DESCRIPTION OF THE TASK »
Collect every line in the entries below that contains the word "girl", copying each line in full. Case counts.

INFORMATION SHOWN »
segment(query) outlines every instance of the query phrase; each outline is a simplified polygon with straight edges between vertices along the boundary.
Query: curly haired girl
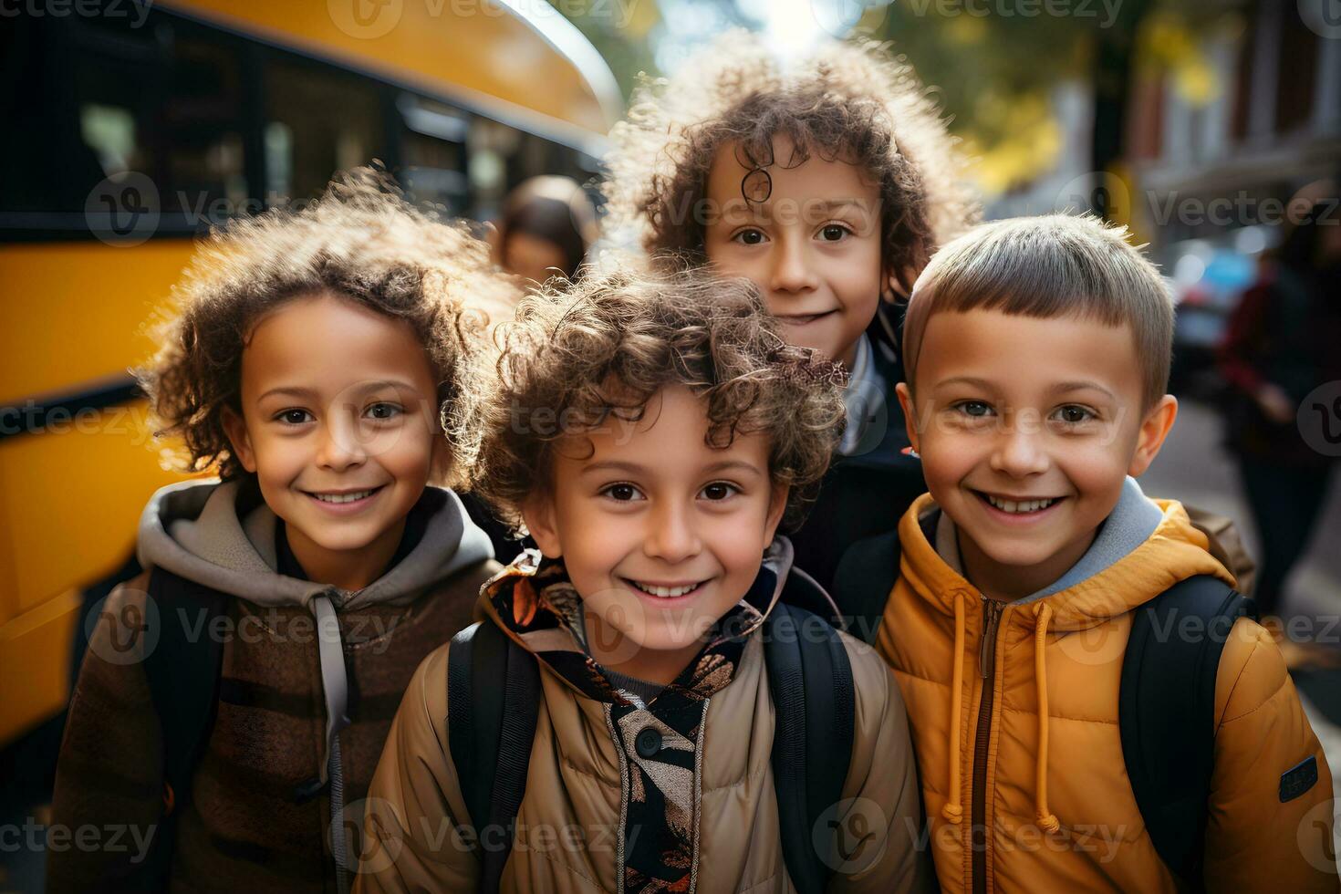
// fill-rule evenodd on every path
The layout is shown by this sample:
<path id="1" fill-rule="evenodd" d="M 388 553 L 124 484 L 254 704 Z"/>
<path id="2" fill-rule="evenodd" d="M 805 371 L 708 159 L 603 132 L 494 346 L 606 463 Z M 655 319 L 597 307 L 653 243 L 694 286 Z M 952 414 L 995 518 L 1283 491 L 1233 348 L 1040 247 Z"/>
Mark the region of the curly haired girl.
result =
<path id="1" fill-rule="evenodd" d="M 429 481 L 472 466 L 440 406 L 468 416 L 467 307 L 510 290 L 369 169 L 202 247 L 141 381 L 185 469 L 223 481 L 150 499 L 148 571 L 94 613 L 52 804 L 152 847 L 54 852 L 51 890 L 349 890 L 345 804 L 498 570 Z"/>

...

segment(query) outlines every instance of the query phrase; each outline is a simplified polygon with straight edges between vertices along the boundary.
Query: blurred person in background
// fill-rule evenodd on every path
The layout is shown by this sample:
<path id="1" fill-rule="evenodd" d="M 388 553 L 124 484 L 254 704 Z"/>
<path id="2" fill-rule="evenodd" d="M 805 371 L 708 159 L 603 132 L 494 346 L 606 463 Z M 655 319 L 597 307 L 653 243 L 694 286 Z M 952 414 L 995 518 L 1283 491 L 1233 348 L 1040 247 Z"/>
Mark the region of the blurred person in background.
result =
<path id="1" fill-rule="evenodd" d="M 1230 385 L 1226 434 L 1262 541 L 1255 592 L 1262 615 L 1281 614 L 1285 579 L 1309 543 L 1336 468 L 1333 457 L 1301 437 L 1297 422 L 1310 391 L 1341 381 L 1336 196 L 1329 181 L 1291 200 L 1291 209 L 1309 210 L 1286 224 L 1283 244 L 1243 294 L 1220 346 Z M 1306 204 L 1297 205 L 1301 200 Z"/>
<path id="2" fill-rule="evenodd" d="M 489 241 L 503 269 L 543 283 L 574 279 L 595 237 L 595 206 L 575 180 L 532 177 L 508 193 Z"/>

...

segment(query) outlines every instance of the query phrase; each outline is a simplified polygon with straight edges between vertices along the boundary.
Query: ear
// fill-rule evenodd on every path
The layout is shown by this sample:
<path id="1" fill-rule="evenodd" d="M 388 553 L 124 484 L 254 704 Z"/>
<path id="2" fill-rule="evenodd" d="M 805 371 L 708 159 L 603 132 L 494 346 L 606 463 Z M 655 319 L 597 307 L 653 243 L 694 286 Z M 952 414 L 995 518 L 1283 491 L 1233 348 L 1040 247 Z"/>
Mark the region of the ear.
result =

SOLVED EXERCISE »
Query: curly haired girl
Mark the region of the curly haired girl.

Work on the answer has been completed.